*Exercise*. Could you continue the passage on mitochondrial calcium below from its final sentence?

*Study text*.
MITOCHONDRIAL CALCIUM IN HEALTH AND NEURODEGENERATION
Mitochondrial calcium [Ca2+]m has long been established to play a key role in a wide array of cellular homeostatic processes as diverse as bioenergetics and cell death (Fig. 1), and has been linked to disease conditions as varied as cancer, ischemia-reperfusion injury and neurodegeneration[1],[2],[3]. [Ca2+]m uptake is mediated by the highly selective Mitochondrial Calcium Uniporter complex, while the Na2+/Ca2+ exchanger, NCLX, provides the predominant route for calcium extrusion. The core uniporter components are: MCU as the main pore-forming protein, a small structural component, EMRE, and the regulator subunits, MICU1-3 (Fig. 2). All these components are generally highly conserved across eukaryotes, including most metazoans and plants, reflecting their ancient and fundamental role[4].

Natural language descriptions of regions:
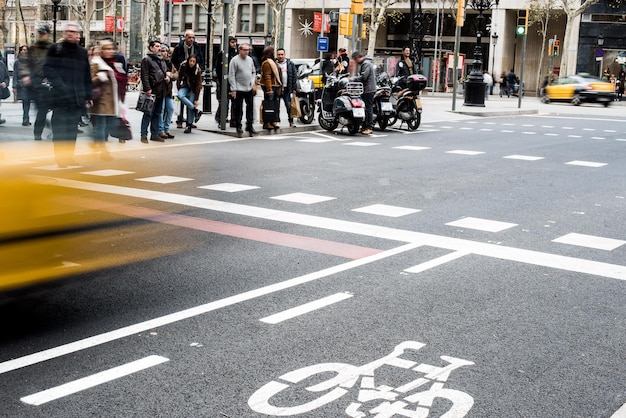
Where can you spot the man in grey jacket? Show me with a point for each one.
(242, 80)
(366, 76)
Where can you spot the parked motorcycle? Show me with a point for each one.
(406, 101)
(341, 104)
(383, 108)
(305, 91)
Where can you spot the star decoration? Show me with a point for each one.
(306, 28)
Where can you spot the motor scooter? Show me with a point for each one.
(305, 92)
(341, 104)
(406, 101)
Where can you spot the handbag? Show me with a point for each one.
(269, 111)
(145, 103)
(294, 108)
(122, 130)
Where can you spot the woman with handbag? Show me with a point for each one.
(107, 77)
(272, 89)
(189, 85)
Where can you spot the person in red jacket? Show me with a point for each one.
(189, 85)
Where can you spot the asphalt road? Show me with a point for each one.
(481, 260)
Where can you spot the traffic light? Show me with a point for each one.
(345, 24)
(356, 7)
(522, 22)
(556, 47)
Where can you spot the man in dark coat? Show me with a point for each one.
(67, 69)
(289, 79)
(218, 67)
(186, 48)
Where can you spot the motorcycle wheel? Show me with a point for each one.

*Exercise result*.
The composition and function of the uniporter has been well-characterised n vitro and in cell culture models and the physiological role of uniporter is beginning to emerge with in vivo characterisation of knockout mutants[5]. However, current data present a complex and sometimes contradictory picture. We have generated a comprehensive genetic toolkit to analyse the core uniporter components that are conserved in Drosophila – MCU, EMRE, MICU1 and MICU3 (Drosophila lack MICU2)[6]. Our initial characterisation of these uniporter components has revealed some surprising outcomes. Flies lacking the essential channel components MCU or EMRE are completely viable, with only mild phenotypes. In contrast, MICU1 KO causes developmental lethality, consistent with loss of its gatekeeping activity leading to unregulated Ca2+ uptake. Most surprisingly, this was not rescued by loss of MCU or EMRE, suggesting a uniporter-independent role of MICU1. These reagents will be an important resource for investigating the diversity of uniporter function in health and disease.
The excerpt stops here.